## Exercise instructions:
Your task is to transcribe all of the data below exactly, omitting the images.

──────── Source data ────────

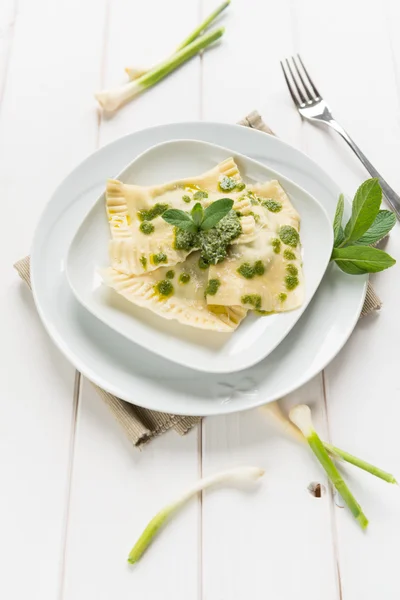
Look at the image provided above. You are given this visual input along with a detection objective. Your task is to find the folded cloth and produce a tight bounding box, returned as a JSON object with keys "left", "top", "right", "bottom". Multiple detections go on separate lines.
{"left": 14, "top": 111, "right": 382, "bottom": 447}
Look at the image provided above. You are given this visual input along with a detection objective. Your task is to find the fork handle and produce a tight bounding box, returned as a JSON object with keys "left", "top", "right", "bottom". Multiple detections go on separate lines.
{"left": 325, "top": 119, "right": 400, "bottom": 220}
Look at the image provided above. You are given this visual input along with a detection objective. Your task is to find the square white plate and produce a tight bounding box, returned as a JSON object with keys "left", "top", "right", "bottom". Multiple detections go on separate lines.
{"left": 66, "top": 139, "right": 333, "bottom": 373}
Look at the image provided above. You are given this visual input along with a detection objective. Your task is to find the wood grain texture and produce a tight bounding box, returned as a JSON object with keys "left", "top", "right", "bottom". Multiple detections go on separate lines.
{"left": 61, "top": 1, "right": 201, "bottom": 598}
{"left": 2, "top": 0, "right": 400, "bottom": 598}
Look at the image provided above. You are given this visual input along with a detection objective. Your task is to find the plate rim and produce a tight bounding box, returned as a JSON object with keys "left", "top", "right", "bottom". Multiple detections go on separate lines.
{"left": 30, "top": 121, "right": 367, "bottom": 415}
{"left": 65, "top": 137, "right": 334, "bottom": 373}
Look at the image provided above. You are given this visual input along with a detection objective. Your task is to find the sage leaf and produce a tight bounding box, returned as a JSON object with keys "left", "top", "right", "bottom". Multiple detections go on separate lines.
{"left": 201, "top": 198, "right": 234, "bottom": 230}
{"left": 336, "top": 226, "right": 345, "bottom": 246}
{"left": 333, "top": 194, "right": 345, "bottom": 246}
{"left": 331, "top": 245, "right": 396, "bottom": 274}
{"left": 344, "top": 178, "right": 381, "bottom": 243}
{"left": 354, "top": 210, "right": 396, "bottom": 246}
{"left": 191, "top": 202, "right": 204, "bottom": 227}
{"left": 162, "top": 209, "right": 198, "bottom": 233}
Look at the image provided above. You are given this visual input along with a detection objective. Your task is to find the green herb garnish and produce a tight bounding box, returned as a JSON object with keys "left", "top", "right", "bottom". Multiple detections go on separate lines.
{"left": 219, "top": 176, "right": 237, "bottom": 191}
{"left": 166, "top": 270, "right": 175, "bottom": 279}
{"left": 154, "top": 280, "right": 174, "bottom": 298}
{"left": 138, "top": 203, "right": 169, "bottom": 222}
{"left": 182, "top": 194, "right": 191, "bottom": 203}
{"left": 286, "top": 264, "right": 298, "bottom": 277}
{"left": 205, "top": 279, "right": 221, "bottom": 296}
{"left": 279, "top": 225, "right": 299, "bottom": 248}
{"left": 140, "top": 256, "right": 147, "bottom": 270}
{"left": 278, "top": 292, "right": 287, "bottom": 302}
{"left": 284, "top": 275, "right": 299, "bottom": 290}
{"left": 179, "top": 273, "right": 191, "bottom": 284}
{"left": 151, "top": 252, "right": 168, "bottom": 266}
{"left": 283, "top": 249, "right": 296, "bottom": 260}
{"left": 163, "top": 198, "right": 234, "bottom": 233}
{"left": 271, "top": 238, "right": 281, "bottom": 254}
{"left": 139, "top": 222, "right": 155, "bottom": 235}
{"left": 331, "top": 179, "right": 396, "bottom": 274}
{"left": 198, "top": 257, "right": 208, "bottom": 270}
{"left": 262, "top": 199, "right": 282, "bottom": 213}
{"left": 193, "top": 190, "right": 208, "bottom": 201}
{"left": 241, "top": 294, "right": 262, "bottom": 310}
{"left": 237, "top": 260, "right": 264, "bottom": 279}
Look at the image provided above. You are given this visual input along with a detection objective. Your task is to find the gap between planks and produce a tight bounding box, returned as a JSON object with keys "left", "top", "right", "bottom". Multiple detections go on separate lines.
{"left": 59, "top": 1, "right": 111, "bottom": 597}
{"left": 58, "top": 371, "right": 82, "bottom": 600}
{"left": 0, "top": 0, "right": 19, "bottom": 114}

────────

## Exercise result:
Look at the image provided above. You are given this visual input along with a detection objective. Your task is to find the folded cloth and produce a tight bounding box, returned as a JSON object with keys "left", "top", "right", "bottom". Multiple detections go on separate lines.
{"left": 14, "top": 111, "right": 382, "bottom": 447}
Look at the image provided above. You are given this visual input along with a detection objective. Your task is to find the fork handle and produce a tight bounding box, returned as a JSON object with keys "left", "top", "right", "bottom". Multiple detections go on separate lines.
{"left": 325, "top": 119, "right": 400, "bottom": 220}
Look at the image provided above. You are given this visual input along with a detection objective. Your task is to find the square white plate and produce a tight bounding box, returned as a JSON object with keys "left", "top", "right", "bottom". Multiple detections go on separate lines.
{"left": 66, "top": 139, "right": 333, "bottom": 373}
Look at the image provided above. You are given this visual input along with a detection objective. Your task is to find the wood grain texture and produce a tight bounding box, returned as a JSON object with keys "left", "top", "right", "bottom". Multiple detections go on separate lines.
{"left": 61, "top": 1, "right": 201, "bottom": 598}
{"left": 2, "top": 0, "right": 400, "bottom": 598}
Look at the image provided above. You are given this visual input along with a detection objective. Your task is to find the plate rim and produce a tight bounding box, returned as a JSON object with keys "left", "top", "right", "bottom". Multiple detections go on separate lines.
{"left": 30, "top": 121, "right": 367, "bottom": 415}
{"left": 65, "top": 137, "right": 334, "bottom": 373}
Look at the image provided above. You are given this visual input along with a detection objective. Your task is to find the sage leaf and produce a tight bounding box, returned as a JSON object with keys "left", "top", "right", "bottom". Multiple detections go on separate lines.
{"left": 201, "top": 198, "right": 234, "bottom": 230}
{"left": 336, "top": 226, "right": 345, "bottom": 246}
{"left": 333, "top": 194, "right": 345, "bottom": 246}
{"left": 331, "top": 245, "right": 396, "bottom": 274}
{"left": 344, "top": 178, "right": 381, "bottom": 243}
{"left": 354, "top": 210, "right": 396, "bottom": 246}
{"left": 191, "top": 202, "right": 204, "bottom": 227}
{"left": 162, "top": 209, "right": 198, "bottom": 233}
Look at the image provided above. You are given this visual input along with a detection objective. Your task is to find the green herb garnish and produce a tight bounding box, returned as a JSON object with keys "left", "top", "right", "bottom". Multiple detections go on separate lines.
{"left": 219, "top": 176, "right": 237, "bottom": 191}
{"left": 166, "top": 270, "right": 175, "bottom": 279}
{"left": 154, "top": 280, "right": 174, "bottom": 298}
{"left": 138, "top": 203, "right": 169, "bottom": 222}
{"left": 182, "top": 194, "right": 191, "bottom": 203}
{"left": 286, "top": 264, "right": 298, "bottom": 277}
{"left": 205, "top": 279, "right": 221, "bottom": 296}
{"left": 279, "top": 225, "right": 299, "bottom": 248}
{"left": 140, "top": 256, "right": 147, "bottom": 270}
{"left": 278, "top": 292, "right": 287, "bottom": 302}
{"left": 284, "top": 275, "right": 299, "bottom": 290}
{"left": 179, "top": 273, "right": 191, "bottom": 284}
{"left": 151, "top": 252, "right": 168, "bottom": 266}
{"left": 283, "top": 249, "right": 296, "bottom": 260}
{"left": 163, "top": 198, "right": 234, "bottom": 233}
{"left": 271, "top": 238, "right": 281, "bottom": 254}
{"left": 139, "top": 222, "right": 155, "bottom": 235}
{"left": 331, "top": 179, "right": 396, "bottom": 274}
{"left": 198, "top": 257, "right": 208, "bottom": 270}
{"left": 262, "top": 199, "right": 282, "bottom": 213}
{"left": 193, "top": 190, "right": 208, "bottom": 201}
{"left": 241, "top": 294, "right": 262, "bottom": 310}
{"left": 237, "top": 260, "right": 264, "bottom": 279}
Look at the image provided above. You are given this visual input along with a detection objective. Your task is to find the gap between planks and produce a tight bounding box, returned as a JSON object with keys "left", "top", "right", "bottom". Multiple detections go on separate lines.
{"left": 59, "top": 1, "right": 111, "bottom": 597}
{"left": 58, "top": 371, "right": 82, "bottom": 600}
{"left": 0, "top": 0, "right": 19, "bottom": 114}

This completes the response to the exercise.